- EXERCISE GOAL
Reproduce every entry exactly.
------------------------------------------------------------------------
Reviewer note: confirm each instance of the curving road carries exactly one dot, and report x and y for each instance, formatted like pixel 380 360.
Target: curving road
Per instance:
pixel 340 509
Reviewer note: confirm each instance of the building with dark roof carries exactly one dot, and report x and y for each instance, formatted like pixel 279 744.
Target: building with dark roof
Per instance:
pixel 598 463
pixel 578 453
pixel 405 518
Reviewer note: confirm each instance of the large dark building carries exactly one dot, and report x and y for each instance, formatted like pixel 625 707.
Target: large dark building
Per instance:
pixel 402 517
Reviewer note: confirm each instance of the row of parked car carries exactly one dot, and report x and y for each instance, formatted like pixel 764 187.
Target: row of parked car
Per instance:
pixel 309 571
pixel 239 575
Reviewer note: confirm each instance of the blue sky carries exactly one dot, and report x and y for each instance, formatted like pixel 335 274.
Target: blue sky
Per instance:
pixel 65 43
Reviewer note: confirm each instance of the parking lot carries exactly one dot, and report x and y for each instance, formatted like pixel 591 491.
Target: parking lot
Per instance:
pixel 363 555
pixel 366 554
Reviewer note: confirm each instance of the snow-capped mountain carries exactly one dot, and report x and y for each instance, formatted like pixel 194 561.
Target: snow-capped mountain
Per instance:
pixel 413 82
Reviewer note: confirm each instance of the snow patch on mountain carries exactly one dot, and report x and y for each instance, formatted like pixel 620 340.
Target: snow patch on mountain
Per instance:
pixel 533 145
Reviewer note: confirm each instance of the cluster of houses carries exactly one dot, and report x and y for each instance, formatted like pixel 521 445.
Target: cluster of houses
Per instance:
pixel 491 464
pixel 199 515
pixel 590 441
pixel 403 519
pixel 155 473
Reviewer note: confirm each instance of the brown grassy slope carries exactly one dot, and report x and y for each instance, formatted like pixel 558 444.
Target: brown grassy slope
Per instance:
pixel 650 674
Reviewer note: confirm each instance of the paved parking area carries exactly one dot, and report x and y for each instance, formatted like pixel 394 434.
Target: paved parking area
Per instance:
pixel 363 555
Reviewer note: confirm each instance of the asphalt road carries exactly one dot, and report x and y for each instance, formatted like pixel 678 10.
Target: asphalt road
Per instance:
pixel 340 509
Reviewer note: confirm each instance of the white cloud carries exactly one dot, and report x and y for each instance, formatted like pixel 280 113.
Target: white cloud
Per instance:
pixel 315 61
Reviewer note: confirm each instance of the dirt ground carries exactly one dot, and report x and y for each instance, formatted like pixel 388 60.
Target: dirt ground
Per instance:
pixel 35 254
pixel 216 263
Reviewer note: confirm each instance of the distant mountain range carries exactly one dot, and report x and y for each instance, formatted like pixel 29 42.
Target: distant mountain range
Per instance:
------------------------------------------------------------------------
- RESULT
Reviewer note: confirm each instance of the curving road carries exactly one dot, and report x and y for each instance, formatted like pixel 380 360.
Target: curving road
Per instance:
pixel 340 509
Reviewer note: confirm each instance of the building with dark roof carries exactly one dot, and report x and y for each instance, formatted like pixel 279 744.
Target: building with dark roof
Per instance:
pixel 598 463
pixel 578 453
pixel 405 518
Reviewer note: confirm each instance of the large dark building carries exactly one dot, and report x and y for each instance, formatted like pixel 625 707.
Target: large dark building
Per instance:
pixel 402 517
Reviewer note: confirm each instance of the row of parked car carries exactly one dot, and report x and y for each instance, formatted like pixel 764 187.
Target: row of parked car
Per instance:
pixel 309 571
pixel 239 575
Reviewer note: confirm each instance of the blue sky carries exactly one dot, and report x and y for each instance, formatted like pixel 335 274.
Target: blue sky
Per instance:
pixel 65 43
Reviewer note: confirm each instance of the parking lot carries exactly one dot, and report x and y for each instance, formatted like pixel 591 491.
Target: parking lot
Per instance:
pixel 363 555
pixel 366 554
Reviewer note: confirm each instance of the snow-capped mountain carries exactly one dot, and report x and y for each instance, formatted like pixel 194 561.
Target: snow-capped mountain
Per instance:
pixel 413 82
Reviewer note: confirm each instance of the snow patch on mountain carries exactly one dot, and report x and y for each instance, formatted like pixel 620 340.
Target: snow patch on mountain
Per instance:
pixel 533 145
Reviewer note: confirm each instance of the cluster of houses carries exactly one dot, and report x and y for each instance, formatted like pixel 521 445.
Target: cluster of houses
Per instance:
pixel 491 464
pixel 199 515
pixel 590 441
pixel 403 519
pixel 155 473
Reviewer note: confirm each instance of the brown grassy slope carries exactly one dot, and report x and y for each instance, formatted like pixel 558 444.
Target: brown grassy slope
Per instance:
pixel 650 674
Reviewer note: confirm each instance of the paved parking area carries exactly one dot, and report x and y for each instance, formatted like pixel 394 434.
Target: paved parking area
Per instance:
pixel 363 555
Reviewer note: confirm each instance of the asphalt road carries exactly one dot, and report x and y for each instance, formatted like pixel 678 10.
Target: asphalt road
Per instance:
pixel 340 509
Reviewer note: confirm each instance of the white cloud carries exactly one dot, and report x and y for each instance, formatted like pixel 280 113.
Target: white cloud
Per instance:
pixel 315 61
Reviewer note: confirm each instance of the dirt ground carries exactly one dot, and report x and y for each instance, formatted like pixel 388 60.
Target: dirt ground
Per instance:
pixel 35 254
pixel 216 263
Reviewer note: confirm each instance of the distant mountain range carries exactly one dot, and report x and y for each instance, formatted like pixel 29 42.
Target: distant mountain range
Per instance:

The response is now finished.